#### TO BE DONE:
Copy out the material below word for word, leaving out the pictures.

-- Start of RECORD EXCERPTS --

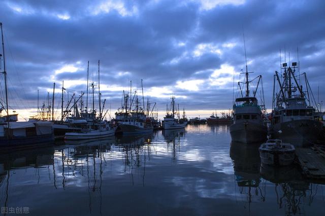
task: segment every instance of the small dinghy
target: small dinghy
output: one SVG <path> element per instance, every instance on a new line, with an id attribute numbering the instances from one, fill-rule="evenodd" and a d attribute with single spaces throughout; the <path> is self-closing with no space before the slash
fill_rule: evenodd
<path id="1" fill-rule="evenodd" d="M 259 148 L 261 162 L 273 166 L 286 166 L 295 159 L 295 147 L 280 139 L 268 139 Z"/>

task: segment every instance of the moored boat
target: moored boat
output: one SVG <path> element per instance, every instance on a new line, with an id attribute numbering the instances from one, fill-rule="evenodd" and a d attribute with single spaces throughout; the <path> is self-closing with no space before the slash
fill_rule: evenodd
<path id="1" fill-rule="evenodd" d="M 280 139 L 269 139 L 258 149 L 261 162 L 273 166 L 287 166 L 295 160 L 295 147 Z"/>
<path id="2" fill-rule="evenodd" d="M 274 75 L 273 92 L 276 82 L 280 88 L 273 95 L 270 116 L 272 135 L 295 146 L 310 146 L 323 136 L 317 103 L 311 96 L 312 93 L 305 73 L 303 74 L 306 84 L 304 90 L 299 83 L 300 81 L 295 73 L 298 67 L 297 62 L 292 63 L 292 68 L 287 68 L 286 63 L 282 66 L 283 73 L 280 75 L 283 77 L 282 83 L 279 73 L 276 71 Z M 281 133 L 277 133 L 279 131 Z"/>
<path id="3" fill-rule="evenodd" d="M 95 125 L 97 127 L 96 129 L 89 128 L 81 131 L 66 133 L 64 139 L 82 140 L 114 136 L 116 128 L 112 127 L 109 123 L 104 122 Z"/>
<path id="4" fill-rule="evenodd" d="M 162 122 L 162 128 L 164 130 L 170 130 L 175 129 L 184 128 L 187 124 L 187 121 L 185 120 L 182 121 L 179 119 L 179 109 L 178 112 L 175 109 L 175 97 L 171 97 L 172 102 L 170 106 L 170 110 L 168 110 L 167 107 L 166 116 L 164 117 L 164 121 Z M 171 112 L 170 113 L 169 112 Z M 175 118 L 175 115 L 178 117 L 178 118 Z"/>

-- End of RECORD EXCERPTS --

#### ANSWER FOR THIS EXERCISE:
task: segment every instance of the small dinghy
target: small dinghy
output: one SVG <path> element per instance, every instance on a new line, with an id attribute numbering the instances from one, fill-rule="evenodd" and a d attribute with single spaces throughout; the <path> is self-closing with no space before the slash
fill_rule: evenodd
<path id="1" fill-rule="evenodd" d="M 259 148 L 261 162 L 273 166 L 286 166 L 295 159 L 295 147 L 280 139 L 268 139 Z"/>

task: segment every instance of the moored boat
target: moored boat
output: one SVG <path> element per instance, every instance on a new line, with an id attribute numbering the instances from one, fill-rule="evenodd" and a d attribute with single spaces throughout; the <path> is self-closing with no space before the slash
fill_rule: evenodd
<path id="1" fill-rule="evenodd" d="M 280 139 L 269 139 L 258 149 L 261 162 L 273 166 L 287 166 L 295 160 L 295 147 Z"/>
<path id="2" fill-rule="evenodd" d="M 274 75 L 273 92 L 276 82 L 280 88 L 273 95 L 270 116 L 272 135 L 295 146 L 310 146 L 323 136 L 317 103 L 311 96 L 312 93 L 305 73 L 303 74 L 306 84 L 304 90 L 299 83 L 300 81 L 295 73 L 298 67 L 297 62 L 292 63 L 292 68 L 287 68 L 286 63 L 282 66 L 283 73 L 280 75 L 283 77 L 282 83 L 279 73 L 276 71 Z M 281 133 L 277 133 L 279 131 Z"/>
<path id="3" fill-rule="evenodd" d="M 95 125 L 97 127 L 96 129 L 89 128 L 81 131 L 66 133 L 64 139 L 82 140 L 114 136 L 116 128 L 112 127 L 109 123 L 104 122 Z"/>
<path id="4" fill-rule="evenodd" d="M 162 122 L 162 128 L 164 130 L 170 130 L 175 129 L 184 128 L 187 124 L 187 121 L 185 120 L 182 121 L 179 119 L 179 109 L 178 112 L 175 109 L 175 97 L 171 97 L 172 102 L 170 106 L 170 110 L 168 110 L 167 107 L 166 116 L 164 117 L 164 121 Z M 171 112 L 170 113 L 169 112 Z M 175 118 L 175 115 L 178 117 L 178 118 Z"/>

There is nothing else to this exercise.